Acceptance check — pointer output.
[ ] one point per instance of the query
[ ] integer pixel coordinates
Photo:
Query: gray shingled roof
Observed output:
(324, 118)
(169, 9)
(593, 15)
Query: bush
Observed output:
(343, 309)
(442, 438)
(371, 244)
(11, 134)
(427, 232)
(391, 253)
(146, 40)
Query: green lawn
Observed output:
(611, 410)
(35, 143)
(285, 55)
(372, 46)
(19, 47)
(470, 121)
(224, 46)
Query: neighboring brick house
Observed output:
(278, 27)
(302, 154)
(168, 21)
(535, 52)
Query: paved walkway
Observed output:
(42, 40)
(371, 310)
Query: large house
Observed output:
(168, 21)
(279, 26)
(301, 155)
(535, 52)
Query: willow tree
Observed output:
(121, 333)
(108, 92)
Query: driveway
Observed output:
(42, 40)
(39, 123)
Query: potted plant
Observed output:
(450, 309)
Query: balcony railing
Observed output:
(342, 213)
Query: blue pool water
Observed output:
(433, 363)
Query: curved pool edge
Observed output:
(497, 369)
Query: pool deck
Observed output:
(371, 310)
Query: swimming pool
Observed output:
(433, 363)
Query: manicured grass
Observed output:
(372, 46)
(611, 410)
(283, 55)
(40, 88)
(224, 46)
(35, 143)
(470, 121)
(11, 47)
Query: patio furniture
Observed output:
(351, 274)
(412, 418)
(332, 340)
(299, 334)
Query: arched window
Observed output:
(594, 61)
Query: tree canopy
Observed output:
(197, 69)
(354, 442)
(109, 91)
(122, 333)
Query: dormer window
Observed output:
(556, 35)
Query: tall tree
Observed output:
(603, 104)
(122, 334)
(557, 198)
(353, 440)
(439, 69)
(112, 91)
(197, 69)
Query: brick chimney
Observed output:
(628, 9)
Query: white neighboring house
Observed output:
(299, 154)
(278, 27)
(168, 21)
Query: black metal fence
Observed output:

+ + + + + + +

# Written exercise
Swap every "Observed output" in the listing above for "Returned points", and leave all other text as it is.

# The reply
Acceptance check — pointer output.
[ ] one point per instance of the query
[ ] integer pixel coordinates
Photo:
Query: gray shingled roof
Returned points:
(324, 118)
(169, 9)
(593, 15)
Query: bush
Returned points:
(343, 309)
(442, 438)
(371, 244)
(11, 134)
(427, 232)
(391, 253)
(146, 40)
Query: green lawn
Returned points:
(611, 410)
(35, 143)
(285, 55)
(372, 46)
(19, 47)
(470, 121)
(224, 46)
Query: neighboring brick house
Returned points:
(278, 27)
(302, 154)
(168, 21)
(535, 52)
Query: paved walkway
Returned points:
(42, 40)
(371, 310)
Query: large house
Returned points:
(168, 21)
(279, 26)
(301, 155)
(535, 52)
Query: willow tree
Returned points:
(121, 333)
(108, 92)
Query: driveway
Returned points:
(42, 40)
(39, 123)
Query: potted plant
Returned points:
(450, 309)
Query: balcony railing
Returned points:
(342, 213)
Query: blue pool water
Returned points:
(433, 363)
Query: curved pool edge
Returned points:
(497, 369)
Query: pool deck
Returned points:
(371, 310)
Query: swimming pool
Returned points:
(433, 363)
Query: manicured grass
Returned points:
(372, 46)
(611, 410)
(283, 55)
(40, 88)
(224, 46)
(35, 143)
(470, 121)
(11, 47)
Query: patio furniture
Returned points:
(351, 274)
(412, 418)
(332, 340)
(299, 334)
Query: arched window
Returned points:
(594, 61)
Query: tree canopy
Returned points:
(197, 69)
(354, 442)
(109, 91)
(122, 333)
Query: dormer window
Returned points:
(556, 35)
Query: tall tree
Returned points:
(603, 104)
(122, 334)
(557, 198)
(353, 440)
(439, 69)
(112, 91)
(197, 69)
Query: brick chimney
Returned points:
(628, 9)
Query: white neighboring house
Returned points:
(299, 154)
(278, 27)
(168, 21)
Query: black metal fence
Returned points:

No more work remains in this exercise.